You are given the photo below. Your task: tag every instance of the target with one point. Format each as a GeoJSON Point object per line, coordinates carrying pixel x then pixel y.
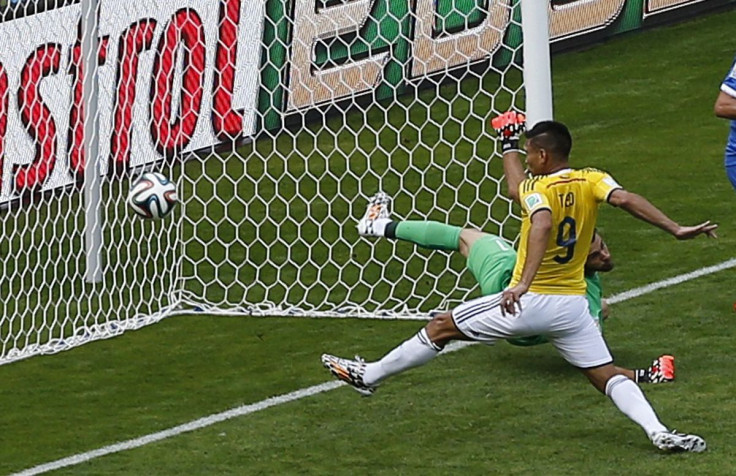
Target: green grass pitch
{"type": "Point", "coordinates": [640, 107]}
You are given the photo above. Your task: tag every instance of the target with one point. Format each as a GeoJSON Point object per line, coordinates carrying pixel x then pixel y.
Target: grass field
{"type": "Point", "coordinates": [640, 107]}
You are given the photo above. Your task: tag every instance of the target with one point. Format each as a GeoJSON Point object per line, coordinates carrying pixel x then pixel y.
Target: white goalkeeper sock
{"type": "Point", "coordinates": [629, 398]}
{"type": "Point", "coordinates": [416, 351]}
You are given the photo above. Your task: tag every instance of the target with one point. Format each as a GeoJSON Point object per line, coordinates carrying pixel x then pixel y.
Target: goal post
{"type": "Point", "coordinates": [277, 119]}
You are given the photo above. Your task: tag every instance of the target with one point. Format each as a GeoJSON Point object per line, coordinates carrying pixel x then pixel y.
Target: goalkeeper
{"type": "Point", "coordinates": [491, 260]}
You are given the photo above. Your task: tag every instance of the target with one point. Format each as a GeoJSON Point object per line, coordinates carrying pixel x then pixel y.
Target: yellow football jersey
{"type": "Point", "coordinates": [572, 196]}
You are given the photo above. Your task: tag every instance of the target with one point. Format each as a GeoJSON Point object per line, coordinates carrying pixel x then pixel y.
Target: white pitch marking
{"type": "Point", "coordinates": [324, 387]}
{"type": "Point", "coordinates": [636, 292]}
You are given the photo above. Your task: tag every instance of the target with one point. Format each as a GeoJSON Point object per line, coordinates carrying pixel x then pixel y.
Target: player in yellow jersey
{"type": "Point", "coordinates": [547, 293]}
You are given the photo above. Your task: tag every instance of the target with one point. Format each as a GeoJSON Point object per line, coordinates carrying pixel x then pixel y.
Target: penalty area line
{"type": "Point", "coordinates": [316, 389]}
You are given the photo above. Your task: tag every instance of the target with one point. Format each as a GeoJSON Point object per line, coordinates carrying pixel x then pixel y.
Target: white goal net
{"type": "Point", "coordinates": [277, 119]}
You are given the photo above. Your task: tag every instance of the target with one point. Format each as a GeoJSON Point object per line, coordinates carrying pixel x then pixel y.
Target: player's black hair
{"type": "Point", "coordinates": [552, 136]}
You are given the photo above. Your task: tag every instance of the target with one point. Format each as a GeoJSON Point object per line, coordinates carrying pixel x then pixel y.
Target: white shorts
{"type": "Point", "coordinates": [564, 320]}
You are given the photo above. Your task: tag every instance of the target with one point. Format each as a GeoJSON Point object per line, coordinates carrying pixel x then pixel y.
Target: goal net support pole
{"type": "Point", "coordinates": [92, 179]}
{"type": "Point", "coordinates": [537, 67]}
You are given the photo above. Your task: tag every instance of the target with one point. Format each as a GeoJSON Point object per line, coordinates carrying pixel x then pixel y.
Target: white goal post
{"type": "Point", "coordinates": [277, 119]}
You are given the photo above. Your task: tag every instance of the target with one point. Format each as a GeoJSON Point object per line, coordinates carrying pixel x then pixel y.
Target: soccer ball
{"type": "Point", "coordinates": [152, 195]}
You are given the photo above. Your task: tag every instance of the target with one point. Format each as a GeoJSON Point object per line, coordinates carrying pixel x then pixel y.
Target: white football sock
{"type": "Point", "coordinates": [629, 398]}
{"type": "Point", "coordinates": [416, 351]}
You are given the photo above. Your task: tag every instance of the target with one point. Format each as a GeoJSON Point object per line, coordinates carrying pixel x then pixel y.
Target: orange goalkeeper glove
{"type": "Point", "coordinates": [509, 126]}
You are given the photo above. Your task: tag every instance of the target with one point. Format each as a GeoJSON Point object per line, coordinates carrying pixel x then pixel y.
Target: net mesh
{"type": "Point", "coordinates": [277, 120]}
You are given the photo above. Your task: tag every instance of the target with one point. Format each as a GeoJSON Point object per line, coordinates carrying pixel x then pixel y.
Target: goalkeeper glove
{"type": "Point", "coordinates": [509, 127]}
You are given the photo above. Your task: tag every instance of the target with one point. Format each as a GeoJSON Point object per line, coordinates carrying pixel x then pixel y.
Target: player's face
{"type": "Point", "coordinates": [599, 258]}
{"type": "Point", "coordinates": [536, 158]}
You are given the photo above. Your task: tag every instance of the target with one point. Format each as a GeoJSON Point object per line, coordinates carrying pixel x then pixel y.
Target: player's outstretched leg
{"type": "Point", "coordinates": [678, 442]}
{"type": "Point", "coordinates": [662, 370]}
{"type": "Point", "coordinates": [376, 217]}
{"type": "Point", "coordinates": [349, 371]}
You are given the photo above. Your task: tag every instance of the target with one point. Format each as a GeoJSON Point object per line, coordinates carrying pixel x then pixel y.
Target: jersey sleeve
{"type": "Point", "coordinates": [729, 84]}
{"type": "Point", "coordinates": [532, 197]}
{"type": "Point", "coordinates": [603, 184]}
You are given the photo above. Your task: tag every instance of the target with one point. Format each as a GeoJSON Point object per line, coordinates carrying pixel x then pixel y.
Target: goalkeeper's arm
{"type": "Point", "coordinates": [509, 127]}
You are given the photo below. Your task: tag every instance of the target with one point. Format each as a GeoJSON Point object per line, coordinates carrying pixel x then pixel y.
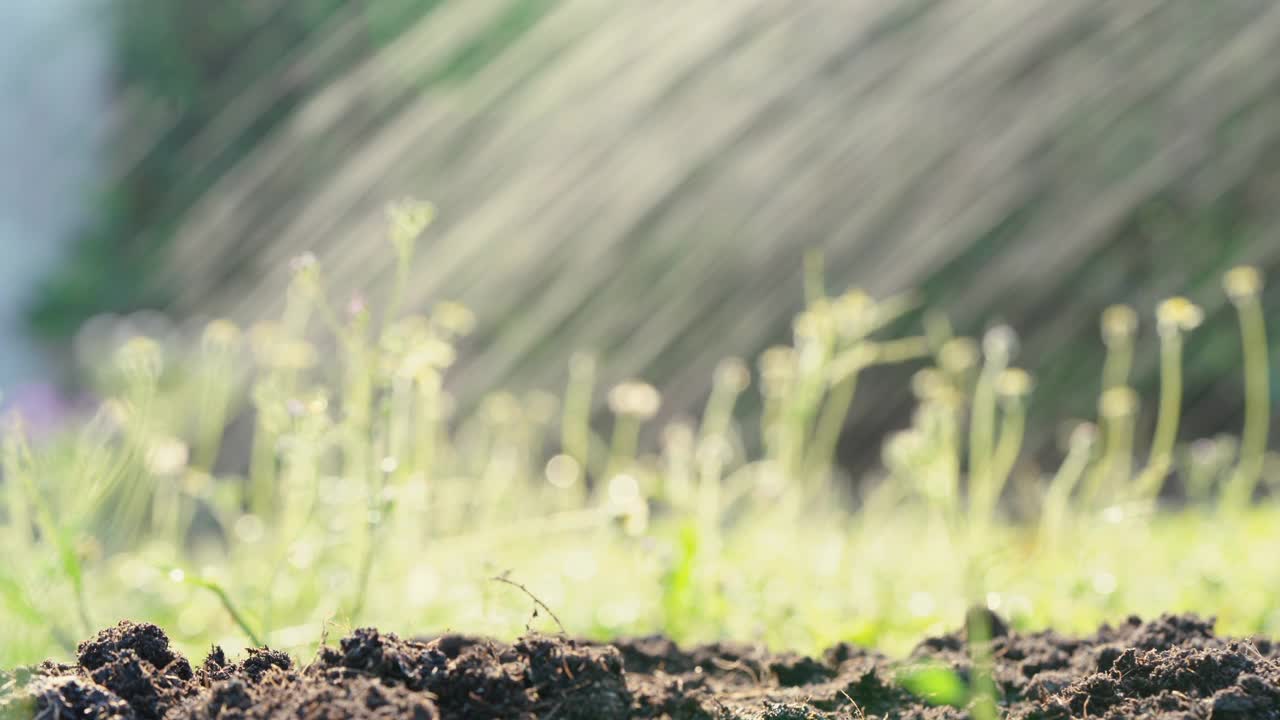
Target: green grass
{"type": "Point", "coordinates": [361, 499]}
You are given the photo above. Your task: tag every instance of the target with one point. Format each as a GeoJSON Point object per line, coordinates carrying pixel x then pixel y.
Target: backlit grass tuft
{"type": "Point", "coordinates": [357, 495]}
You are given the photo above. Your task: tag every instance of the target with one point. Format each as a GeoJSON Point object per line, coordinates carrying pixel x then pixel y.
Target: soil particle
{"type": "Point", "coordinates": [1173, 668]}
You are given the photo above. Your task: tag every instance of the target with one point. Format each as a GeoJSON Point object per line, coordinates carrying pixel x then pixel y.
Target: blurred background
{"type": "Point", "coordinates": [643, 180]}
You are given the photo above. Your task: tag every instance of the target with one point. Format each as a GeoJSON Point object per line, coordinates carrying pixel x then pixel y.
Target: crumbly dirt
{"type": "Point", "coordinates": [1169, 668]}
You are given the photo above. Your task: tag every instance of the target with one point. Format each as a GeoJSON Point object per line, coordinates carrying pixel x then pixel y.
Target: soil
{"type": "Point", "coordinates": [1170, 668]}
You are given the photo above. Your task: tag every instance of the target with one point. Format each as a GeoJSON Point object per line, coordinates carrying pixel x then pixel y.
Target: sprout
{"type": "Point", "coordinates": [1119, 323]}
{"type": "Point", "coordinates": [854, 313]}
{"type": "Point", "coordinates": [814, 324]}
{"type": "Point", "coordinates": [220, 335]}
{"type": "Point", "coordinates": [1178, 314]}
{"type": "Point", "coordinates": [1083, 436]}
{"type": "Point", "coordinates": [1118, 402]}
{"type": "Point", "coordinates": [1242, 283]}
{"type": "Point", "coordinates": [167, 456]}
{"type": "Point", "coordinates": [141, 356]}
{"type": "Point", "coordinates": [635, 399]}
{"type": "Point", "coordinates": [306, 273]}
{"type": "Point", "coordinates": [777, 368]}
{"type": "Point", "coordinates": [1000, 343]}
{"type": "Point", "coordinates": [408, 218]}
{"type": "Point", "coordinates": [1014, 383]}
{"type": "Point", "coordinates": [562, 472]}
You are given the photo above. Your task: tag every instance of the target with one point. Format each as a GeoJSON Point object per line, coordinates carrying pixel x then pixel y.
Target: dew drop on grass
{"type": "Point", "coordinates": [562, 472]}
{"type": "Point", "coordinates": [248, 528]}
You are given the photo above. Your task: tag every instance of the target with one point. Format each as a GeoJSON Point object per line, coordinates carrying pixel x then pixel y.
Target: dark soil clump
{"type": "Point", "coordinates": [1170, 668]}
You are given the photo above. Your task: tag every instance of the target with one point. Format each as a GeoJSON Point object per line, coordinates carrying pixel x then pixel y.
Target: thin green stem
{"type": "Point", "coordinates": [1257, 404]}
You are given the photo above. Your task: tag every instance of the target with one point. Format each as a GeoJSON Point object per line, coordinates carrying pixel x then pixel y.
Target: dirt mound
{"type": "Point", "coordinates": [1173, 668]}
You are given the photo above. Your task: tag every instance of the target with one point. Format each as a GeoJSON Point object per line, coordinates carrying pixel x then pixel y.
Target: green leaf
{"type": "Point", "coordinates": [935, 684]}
::::::::::
=== What the exercise asks ===
Return word for word the line with "Target: thin green stem" and every line after it through the end of the records above.

=== Task response ===
Target: thin green stem
{"type": "Point", "coordinates": [1257, 404]}
You are given the photo above. Your task: tag every instance of the target with one point. Format each as a GeoJSON Point object per line, coordinates carrying pixel x then pixel y.
Target: dirt mound
{"type": "Point", "coordinates": [1173, 668]}
You are given the photo above. Your task: tag every instance of the target with one point. Format each as a GeoJSON Point object per line, coordinates carrying pixel x then pixel y.
Target: green leaf
{"type": "Point", "coordinates": [935, 684]}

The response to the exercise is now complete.